_Short task_
Format the listing lines from the one containing "Q: Identify a point on each instance of the green" to the one containing "[(72, 126)]", both included, as a numbered list with blank lines dropped. Leave out any pictures.

_Data supplied_
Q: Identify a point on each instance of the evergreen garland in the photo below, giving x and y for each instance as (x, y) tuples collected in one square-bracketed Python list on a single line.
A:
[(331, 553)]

==

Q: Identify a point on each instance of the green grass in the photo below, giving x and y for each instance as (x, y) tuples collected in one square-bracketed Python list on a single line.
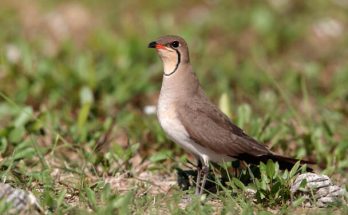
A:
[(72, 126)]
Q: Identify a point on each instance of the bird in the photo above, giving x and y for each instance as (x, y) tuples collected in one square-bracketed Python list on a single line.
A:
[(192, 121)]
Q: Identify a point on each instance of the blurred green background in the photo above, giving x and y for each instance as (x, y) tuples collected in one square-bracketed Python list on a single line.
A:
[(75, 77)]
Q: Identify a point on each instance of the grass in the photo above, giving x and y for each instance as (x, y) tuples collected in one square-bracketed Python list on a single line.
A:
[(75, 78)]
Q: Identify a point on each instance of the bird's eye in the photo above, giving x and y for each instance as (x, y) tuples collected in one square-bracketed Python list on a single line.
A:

_Task answer_
1. Q: Identify a point on each instance of the green grass in the photo below, giving x and y for each instance as (x, y) tuples collected in one square-bracketed Python list on a single line.
2. A:
3. [(72, 126)]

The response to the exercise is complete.